> _WORK REQUIRED_
Copy the result of filtering the entries below for lines that include the string "need".

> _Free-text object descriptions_
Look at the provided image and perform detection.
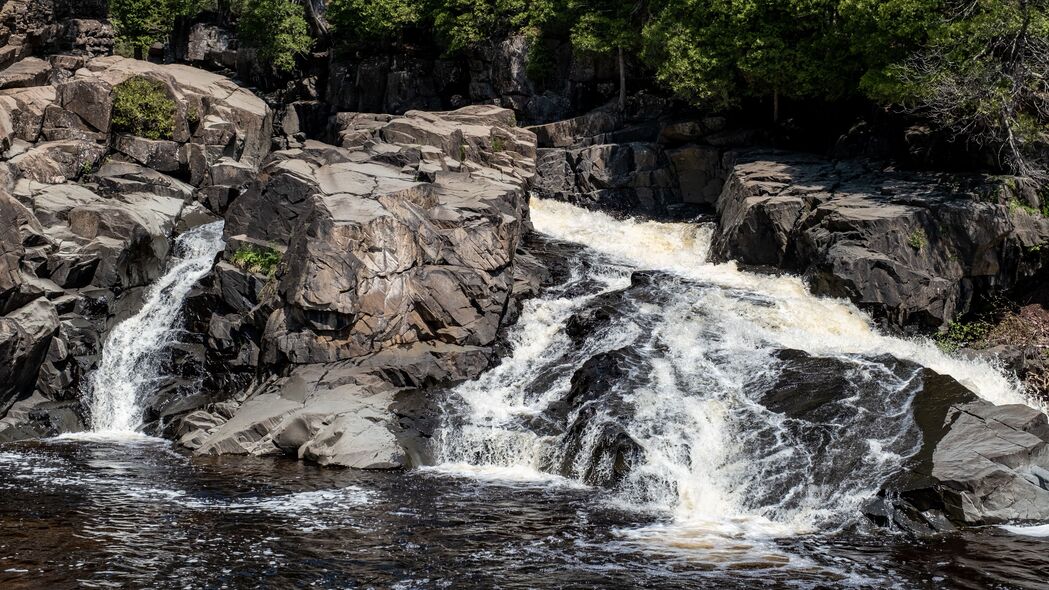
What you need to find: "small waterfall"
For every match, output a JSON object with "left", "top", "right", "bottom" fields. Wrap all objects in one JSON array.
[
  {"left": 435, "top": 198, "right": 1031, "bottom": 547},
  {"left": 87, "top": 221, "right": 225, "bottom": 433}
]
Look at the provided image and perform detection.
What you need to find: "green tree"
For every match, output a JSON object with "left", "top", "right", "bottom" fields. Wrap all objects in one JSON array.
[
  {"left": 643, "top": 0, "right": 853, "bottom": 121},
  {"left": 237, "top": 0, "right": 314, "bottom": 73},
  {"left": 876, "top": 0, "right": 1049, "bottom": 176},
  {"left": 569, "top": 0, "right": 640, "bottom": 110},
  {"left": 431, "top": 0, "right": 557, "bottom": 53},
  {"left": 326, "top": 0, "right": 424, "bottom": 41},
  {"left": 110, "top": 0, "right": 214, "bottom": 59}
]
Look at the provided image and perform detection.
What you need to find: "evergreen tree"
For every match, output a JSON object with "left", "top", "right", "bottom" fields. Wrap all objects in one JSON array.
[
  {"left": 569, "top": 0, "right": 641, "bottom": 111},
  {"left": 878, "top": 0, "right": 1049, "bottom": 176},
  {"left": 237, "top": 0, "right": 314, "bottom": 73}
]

> _EXERCISE OUTPUT_
What you need to find: "small waterfall"
What you need to find: "green tree"
What you need to find: "evergreen tree"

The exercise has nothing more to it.